| Excerpt to read |
--- BEGIN ---

Estimation of conditionally convergent series

I wonder if given any conditionally convergent series $$S=\sum_{k=1}^{\infty}a_k$$ we can do the estimation related to the triangular inequality and $$\textit{reordering}$$ the series, i.e., \begin{align} \left|S=\sum_{k=1}^{\infty}a_k\right|\leq\left|\sum_{k=1}^{\infty}a_{2k}+\sum_{k=1}^{\infty}a_{2k+1}\right|\leq\left|\sum_{k=1}^{\infty}a_{2k}\right|+\left|\sum_{k=1}^{\infty}a_{2k+1}\right|? \end{align} If we assume that $$\sum_{k=1}^{\infty}a_{2k}$$ &$$\sum_{k=1}^{\infty}a_{2k+1}$$ are both well defined and can be eual to $$\infty$$ does the triangular inequality hold?

Also, is there any good reference that we can know more about conditionally convergent series like how to know that how much cancellation of each term we can get or when we can know more about periodicity of "sign" like harmonic / alternating series ?

--- END ---

| Directions for this task |
Reproduce the part of the post on conditionally convergent series that lies between "Estimation of conditionally" and "triangular inequality hold?", inclusive. The records are unrelated to the post on conditionally convergent series.

| Rows |
--- BEGIN ---

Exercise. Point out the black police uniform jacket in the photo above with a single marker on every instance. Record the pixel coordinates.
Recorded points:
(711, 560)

--- END ---
--- BEGIN ---

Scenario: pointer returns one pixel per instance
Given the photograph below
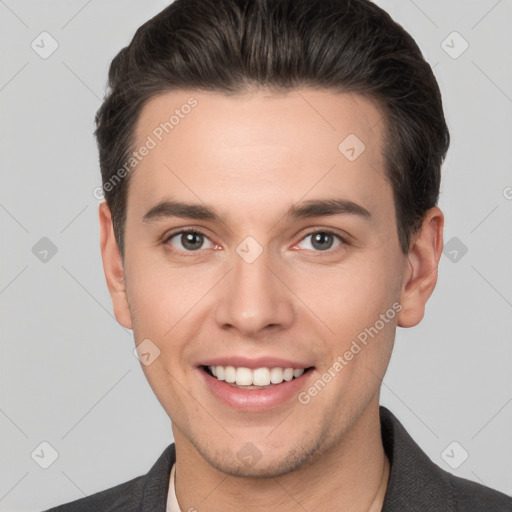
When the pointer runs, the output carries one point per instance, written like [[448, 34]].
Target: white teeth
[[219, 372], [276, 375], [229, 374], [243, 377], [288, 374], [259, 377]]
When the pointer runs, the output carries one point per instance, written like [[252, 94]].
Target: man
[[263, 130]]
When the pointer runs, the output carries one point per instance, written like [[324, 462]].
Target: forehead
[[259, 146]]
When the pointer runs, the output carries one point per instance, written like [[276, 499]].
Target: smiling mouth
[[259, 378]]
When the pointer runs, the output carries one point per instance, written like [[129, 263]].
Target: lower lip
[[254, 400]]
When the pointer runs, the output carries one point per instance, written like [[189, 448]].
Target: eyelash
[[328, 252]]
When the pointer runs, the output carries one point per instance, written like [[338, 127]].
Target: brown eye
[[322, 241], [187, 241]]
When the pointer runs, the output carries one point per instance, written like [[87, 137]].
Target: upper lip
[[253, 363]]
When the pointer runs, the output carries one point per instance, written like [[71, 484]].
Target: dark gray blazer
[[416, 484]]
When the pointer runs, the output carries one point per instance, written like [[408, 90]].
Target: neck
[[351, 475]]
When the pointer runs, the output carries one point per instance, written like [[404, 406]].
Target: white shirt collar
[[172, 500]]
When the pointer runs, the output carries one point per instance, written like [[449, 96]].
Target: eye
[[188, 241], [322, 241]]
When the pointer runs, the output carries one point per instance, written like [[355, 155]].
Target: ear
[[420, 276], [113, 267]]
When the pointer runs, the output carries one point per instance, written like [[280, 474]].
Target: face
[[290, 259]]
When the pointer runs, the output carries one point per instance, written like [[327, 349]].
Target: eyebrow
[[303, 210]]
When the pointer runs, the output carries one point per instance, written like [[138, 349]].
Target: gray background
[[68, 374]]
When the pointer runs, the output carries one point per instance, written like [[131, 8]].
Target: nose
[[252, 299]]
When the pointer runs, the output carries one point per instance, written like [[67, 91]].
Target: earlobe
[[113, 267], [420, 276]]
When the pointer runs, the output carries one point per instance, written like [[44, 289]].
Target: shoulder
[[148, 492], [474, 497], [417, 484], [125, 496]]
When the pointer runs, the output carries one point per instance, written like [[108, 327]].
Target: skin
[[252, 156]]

--- END ---

| Reply to the task |
Estimation of conditionally convergent series

I wonder if given any conditionally convergent series $$S=\sum_{k=1}^{\infty}a_k$$ we can do the estimation related to the triangular inequality and $$\textit{reordering}$$ the series, i.e., \begin{align} \left|S=\sum_{k=1}^{\infty}a_k\right|\leq\left|\sum_{k=1}^{\infty}a_{2k}+\sum_{k=1}^{\infty}a_{2k+1}\right|\leq\left|\sum_{k=1}^{\infty}a_{2k}\right|+\left|\sum_{k=1}^{\infty}a_{2k+1}\right|? \end{align} If we assume that $$\sum_{k=1}^{\infty}a_{2k}$$ &$$\sum_{k=1}^{\infty}a_{2k+1}$$ are both well defined and can be eual to $$\infty$$ does the triangular inequality hold?